Dataset records:
[Start]
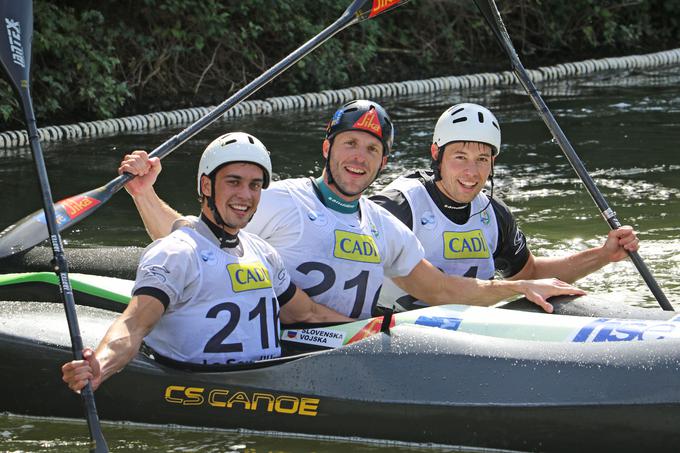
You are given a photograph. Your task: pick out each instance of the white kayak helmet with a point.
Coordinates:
(234, 147)
(468, 123)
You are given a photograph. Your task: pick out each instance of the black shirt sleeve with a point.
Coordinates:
(512, 252)
(155, 293)
(395, 202)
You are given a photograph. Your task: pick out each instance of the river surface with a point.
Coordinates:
(624, 126)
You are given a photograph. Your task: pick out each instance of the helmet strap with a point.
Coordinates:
(334, 202)
(490, 194)
(331, 180)
(227, 240)
(436, 164)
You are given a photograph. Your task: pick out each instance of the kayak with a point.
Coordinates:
(413, 383)
(472, 377)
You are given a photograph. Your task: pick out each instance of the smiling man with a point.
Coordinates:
(336, 244)
(464, 231)
(208, 292)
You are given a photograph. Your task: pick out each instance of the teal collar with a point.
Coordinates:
(332, 201)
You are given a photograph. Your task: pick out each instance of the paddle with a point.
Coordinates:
(30, 230)
(493, 17)
(15, 55)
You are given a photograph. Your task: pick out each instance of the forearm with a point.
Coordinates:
(433, 287)
(117, 349)
(468, 291)
(303, 309)
(157, 215)
(568, 268)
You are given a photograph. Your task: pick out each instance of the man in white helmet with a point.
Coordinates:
(208, 293)
(337, 245)
(464, 231)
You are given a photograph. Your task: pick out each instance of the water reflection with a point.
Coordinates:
(626, 128)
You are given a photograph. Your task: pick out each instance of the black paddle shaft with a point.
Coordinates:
(493, 17)
(30, 231)
(16, 58)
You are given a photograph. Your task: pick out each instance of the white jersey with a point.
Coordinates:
(222, 307)
(464, 250)
(337, 261)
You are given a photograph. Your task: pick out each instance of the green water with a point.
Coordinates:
(625, 127)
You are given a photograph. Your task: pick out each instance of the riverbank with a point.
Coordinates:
(178, 118)
(108, 59)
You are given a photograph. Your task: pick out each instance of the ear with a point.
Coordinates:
(434, 151)
(205, 185)
(326, 147)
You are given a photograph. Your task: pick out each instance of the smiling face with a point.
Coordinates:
(356, 159)
(465, 168)
(238, 187)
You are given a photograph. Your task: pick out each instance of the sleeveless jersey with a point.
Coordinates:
(465, 250)
(338, 264)
(225, 309)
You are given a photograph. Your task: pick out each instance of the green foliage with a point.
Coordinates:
(96, 60)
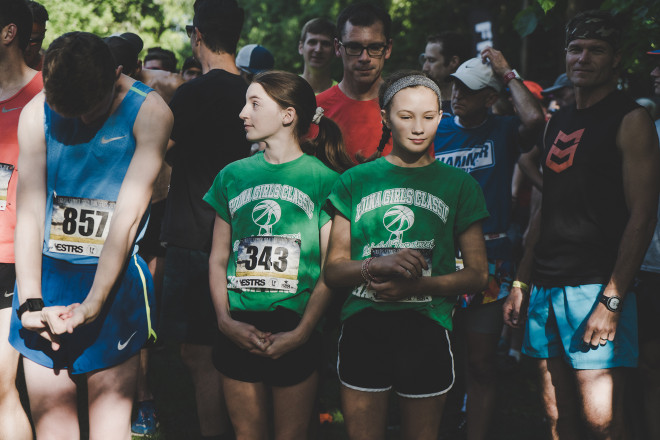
[End]
TASK DIRECTIONS: Rewrite the records from the line with "paddle with a point." through the end of the records, switching "Coordinates" to "Points" and leaving all else unchanged. Leave the pictures out of your answer.

THE RESULT:
You are given a photograph. Your task: pick out each instance of the paddle with a point.
Points:
(30, 230)
(493, 17)
(15, 55)
You are given a photograph. Your task: pick out each instance of the forearm with a point.
Points:
(433, 287)
(117, 349)
(468, 291)
(303, 309)
(157, 215)
(568, 268)
You are given a photograph. Your task: pick out each instance of the man in white helmet with a point.
Points:
(208, 293)
(337, 245)
(464, 231)
You are given a photograph. Your task: pick out each instance of the water reflection with a point.
Points:
(626, 128)
You are given a photograph. Your task: pick out each instance of the black paddle shaft with a point.
Points:
(493, 17)
(30, 231)
(16, 58)
You are given a photograph. Your task: pick out each instance of the white jersey with a point.
Points:
(222, 307)
(464, 250)
(337, 261)
You are given a photograph. Your task: pick out each instance of the green water with a point.
Points:
(625, 127)
You are given a photograph. Your task: pick out each instance of the riverbank with a point.
Points:
(178, 118)
(108, 59)
You are given a photograph. Your task: pick out each instance of the ear with a point.
Points:
(434, 151)
(205, 185)
(326, 147)
You are given a photograph. Your task: pick out each instance of the smiling face with a point.
Points:
(356, 159)
(465, 168)
(238, 187)
You are given a photograph. Your task: pick out each instance of the sleeveless jersey with a point.
Points:
(465, 250)
(338, 264)
(225, 309)
You are given a photograph. Your task: pick out each instance of the green foliage with a point.
Points:
(96, 60)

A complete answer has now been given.